--- What you are asked to do ---
Please transcribe exactly, and only, the lines of the data below between the line holding "Target: dead vegetation" and the line holding "One point per instance, each like (318, 172).", inclusive.

--- Excerpted data ---

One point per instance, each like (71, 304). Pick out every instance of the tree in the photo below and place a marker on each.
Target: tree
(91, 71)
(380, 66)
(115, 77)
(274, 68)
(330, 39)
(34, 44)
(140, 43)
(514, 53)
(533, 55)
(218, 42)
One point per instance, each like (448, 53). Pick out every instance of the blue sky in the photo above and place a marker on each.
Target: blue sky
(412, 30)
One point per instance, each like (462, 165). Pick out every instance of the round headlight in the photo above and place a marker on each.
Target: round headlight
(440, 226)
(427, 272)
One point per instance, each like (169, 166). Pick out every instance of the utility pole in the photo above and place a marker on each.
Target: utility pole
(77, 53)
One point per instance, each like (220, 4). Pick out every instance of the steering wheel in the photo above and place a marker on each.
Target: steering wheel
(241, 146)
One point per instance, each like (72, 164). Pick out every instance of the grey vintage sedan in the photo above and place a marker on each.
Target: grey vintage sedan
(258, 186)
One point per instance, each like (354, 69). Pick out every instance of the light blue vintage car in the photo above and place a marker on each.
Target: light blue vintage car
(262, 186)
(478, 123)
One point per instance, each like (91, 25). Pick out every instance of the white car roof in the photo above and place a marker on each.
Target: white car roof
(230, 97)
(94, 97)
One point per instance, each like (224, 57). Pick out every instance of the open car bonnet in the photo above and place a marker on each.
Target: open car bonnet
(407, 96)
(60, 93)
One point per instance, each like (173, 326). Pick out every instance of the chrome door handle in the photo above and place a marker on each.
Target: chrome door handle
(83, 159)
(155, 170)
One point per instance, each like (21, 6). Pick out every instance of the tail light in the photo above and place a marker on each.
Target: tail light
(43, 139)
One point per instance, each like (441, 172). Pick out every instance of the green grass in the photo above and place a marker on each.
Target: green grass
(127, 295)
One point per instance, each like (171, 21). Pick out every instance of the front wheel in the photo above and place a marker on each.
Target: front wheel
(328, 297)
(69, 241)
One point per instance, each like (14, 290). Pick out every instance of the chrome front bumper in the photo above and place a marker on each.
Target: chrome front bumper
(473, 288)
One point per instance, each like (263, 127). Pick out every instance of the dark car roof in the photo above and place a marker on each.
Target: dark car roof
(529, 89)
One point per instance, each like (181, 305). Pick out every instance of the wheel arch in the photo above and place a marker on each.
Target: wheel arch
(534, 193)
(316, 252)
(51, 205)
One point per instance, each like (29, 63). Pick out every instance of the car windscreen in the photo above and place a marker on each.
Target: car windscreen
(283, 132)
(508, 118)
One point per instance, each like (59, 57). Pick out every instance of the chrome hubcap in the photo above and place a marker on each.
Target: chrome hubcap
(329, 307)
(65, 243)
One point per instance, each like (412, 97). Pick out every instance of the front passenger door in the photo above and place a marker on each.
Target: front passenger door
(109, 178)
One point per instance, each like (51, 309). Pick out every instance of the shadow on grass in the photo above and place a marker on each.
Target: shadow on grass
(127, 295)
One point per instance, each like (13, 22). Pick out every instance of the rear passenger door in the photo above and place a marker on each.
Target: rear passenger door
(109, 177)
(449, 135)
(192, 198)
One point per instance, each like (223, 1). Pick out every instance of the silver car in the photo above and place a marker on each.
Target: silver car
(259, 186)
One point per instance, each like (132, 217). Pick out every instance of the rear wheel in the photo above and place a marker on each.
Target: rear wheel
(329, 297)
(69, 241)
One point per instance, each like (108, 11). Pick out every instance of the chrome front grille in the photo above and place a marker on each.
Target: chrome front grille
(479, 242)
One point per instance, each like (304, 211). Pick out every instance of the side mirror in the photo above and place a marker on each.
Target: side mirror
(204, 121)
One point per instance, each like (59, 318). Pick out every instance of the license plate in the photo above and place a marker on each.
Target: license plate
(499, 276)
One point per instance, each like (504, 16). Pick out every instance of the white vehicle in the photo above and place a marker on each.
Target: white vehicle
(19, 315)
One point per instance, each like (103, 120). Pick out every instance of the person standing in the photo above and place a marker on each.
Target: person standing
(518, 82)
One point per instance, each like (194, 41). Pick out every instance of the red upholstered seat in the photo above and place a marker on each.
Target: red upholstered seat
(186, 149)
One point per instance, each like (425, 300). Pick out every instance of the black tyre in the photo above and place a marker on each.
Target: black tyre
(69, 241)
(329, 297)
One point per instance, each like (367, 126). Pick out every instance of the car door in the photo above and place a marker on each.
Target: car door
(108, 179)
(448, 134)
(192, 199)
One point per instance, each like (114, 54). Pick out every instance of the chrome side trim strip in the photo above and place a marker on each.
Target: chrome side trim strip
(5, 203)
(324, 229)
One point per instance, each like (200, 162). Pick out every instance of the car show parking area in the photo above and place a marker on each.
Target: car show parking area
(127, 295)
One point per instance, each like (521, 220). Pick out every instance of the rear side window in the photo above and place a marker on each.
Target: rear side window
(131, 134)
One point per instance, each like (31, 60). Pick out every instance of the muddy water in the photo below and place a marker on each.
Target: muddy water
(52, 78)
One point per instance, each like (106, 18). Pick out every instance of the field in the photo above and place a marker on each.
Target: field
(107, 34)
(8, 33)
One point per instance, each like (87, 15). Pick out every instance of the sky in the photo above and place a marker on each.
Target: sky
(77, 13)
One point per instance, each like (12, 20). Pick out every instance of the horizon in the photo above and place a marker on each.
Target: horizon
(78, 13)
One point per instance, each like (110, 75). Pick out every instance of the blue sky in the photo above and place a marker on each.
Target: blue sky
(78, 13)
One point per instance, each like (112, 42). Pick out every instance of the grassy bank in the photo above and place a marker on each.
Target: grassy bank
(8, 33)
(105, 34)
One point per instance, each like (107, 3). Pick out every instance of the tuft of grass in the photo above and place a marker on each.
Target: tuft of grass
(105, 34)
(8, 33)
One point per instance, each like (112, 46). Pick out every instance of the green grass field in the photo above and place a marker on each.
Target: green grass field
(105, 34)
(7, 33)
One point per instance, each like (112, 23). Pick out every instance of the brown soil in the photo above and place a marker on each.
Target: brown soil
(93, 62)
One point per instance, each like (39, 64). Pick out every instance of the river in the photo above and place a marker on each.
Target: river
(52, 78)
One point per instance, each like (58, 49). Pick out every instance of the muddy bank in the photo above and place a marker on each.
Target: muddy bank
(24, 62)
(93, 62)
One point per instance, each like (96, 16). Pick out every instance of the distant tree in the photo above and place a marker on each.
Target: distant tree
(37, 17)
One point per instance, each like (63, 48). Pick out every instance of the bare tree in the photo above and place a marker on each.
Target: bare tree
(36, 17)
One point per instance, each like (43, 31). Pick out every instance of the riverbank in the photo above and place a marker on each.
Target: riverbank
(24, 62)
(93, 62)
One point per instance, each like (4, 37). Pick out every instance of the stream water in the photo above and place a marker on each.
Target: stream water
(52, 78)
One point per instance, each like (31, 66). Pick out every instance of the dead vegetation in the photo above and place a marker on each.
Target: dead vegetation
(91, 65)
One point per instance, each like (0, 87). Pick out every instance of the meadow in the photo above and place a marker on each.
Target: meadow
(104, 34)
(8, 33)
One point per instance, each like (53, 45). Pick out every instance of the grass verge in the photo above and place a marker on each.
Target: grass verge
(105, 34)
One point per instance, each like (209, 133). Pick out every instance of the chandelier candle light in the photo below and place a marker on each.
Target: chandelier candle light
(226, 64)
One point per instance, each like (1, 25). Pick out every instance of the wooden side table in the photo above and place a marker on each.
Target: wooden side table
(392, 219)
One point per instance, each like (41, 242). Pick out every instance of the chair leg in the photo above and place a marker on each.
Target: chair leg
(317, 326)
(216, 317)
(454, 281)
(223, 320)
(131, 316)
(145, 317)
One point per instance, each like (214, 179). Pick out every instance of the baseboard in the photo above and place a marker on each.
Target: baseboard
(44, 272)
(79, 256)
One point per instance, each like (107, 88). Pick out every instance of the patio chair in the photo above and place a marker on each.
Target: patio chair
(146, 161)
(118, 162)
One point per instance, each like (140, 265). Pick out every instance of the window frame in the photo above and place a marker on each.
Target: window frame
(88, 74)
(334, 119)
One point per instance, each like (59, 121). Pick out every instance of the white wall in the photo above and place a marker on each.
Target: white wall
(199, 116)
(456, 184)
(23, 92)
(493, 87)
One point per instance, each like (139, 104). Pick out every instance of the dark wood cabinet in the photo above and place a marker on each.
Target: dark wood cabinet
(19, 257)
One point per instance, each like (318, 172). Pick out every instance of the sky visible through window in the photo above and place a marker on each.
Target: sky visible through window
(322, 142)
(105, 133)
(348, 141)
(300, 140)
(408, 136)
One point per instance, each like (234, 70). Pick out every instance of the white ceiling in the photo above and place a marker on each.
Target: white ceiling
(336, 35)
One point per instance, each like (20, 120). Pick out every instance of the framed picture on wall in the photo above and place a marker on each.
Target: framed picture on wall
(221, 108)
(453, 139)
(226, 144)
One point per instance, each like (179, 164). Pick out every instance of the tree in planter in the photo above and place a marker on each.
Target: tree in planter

--- Task response ---
Target: dead vegetation
(91, 65)
One point per instance, each like (0, 87). Pick out every instance of the meadow in the photo above and place a marker on each.
Target: meadow
(104, 34)
(8, 33)
One point per instance, each like (53, 45). Pick out every instance of the grass verge in the photo above and place a marker on each.
Target: grass verge
(105, 34)
One point per instance, each like (209, 133). Pick out every instance of the chandelier candle light in the photo below and place a marker on each.
Target: chandelier candle light
(226, 64)
One point per instance, each like (1, 25). Pick out every instance of the wooden side table in the photo above and place a marker on each.
Target: wooden side table
(392, 219)
One point per instance, each like (41, 242). Pick out every instance of the chair leg in the photo above and place a marker on each.
Target: chair leg
(317, 326)
(216, 317)
(454, 281)
(223, 320)
(131, 316)
(145, 317)
One point per instance, each like (214, 179). Pick out every instance of the baseboard in the photo above and place a marker on each.
Target: baseboard
(44, 272)
(79, 256)
One point per instance, each like (107, 88). Pick out every instance of the patio chair in the photo above and place a marker on each.
Target: patio chair
(146, 161)
(118, 162)
One point per instance, each like (140, 265). Pick out every instance of the window frame in the photo above and place a marker on each.
Target: window frame
(88, 74)
(334, 119)
One point per instance, each like (59, 121). Pick out every instance of the white wall in the photo above and place a marker on each.
Target: white wall
(199, 116)
(456, 184)
(23, 92)
(493, 87)
One point per instance, each like (139, 104). Pick out every instance of the dark wood cabinet in the photo above and place a marker on each.
Target: dark wood cabinet
(19, 257)
One point per instance, each like (318, 172). Pick out every instance of the sky visible through window in the photo above and place a marker on each.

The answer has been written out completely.